## Given problem
In the listing that follows, locate each line containing the word "below" and copy those lines out in full.

## Data supplied
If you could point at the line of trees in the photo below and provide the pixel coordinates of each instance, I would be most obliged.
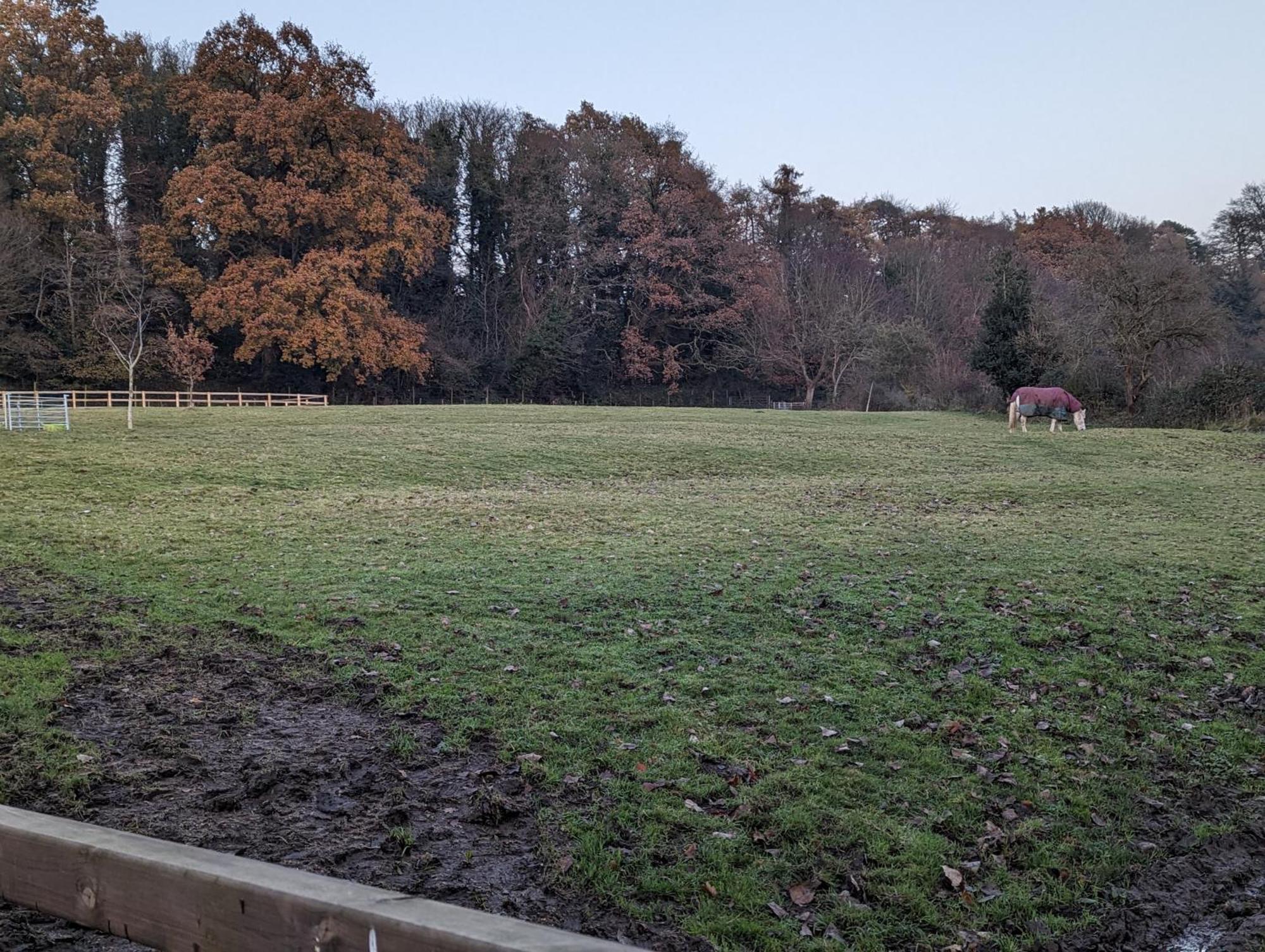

--

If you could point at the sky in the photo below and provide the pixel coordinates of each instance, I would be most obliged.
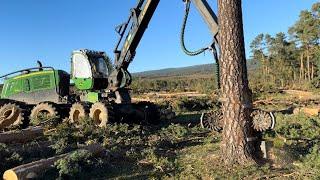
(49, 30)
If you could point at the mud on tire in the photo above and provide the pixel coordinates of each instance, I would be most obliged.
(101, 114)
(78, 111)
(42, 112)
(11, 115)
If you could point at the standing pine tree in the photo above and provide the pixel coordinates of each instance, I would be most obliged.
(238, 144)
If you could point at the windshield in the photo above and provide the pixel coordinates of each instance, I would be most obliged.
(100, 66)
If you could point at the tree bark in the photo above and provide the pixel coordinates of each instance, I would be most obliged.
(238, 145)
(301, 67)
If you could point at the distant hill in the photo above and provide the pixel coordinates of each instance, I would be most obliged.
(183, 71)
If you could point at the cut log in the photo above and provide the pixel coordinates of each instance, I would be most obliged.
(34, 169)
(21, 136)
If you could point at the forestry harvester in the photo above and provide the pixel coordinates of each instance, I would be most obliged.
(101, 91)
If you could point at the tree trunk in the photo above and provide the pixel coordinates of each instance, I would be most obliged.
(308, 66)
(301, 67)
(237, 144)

==

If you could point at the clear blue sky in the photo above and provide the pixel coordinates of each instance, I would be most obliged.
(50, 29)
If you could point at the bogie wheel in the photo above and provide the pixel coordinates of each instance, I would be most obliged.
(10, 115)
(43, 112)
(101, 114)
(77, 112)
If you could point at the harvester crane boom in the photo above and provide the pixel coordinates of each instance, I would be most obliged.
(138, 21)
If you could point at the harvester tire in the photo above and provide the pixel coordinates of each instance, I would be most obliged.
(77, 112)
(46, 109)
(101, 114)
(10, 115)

## Response to this exercise
If you could point at the line of trees in the photo below and provide the pixel coordinates of each instance, I would be most obliged.
If you could point at the sky in the photo below and provide the pixel coordinates of each instance, I would be most obliged.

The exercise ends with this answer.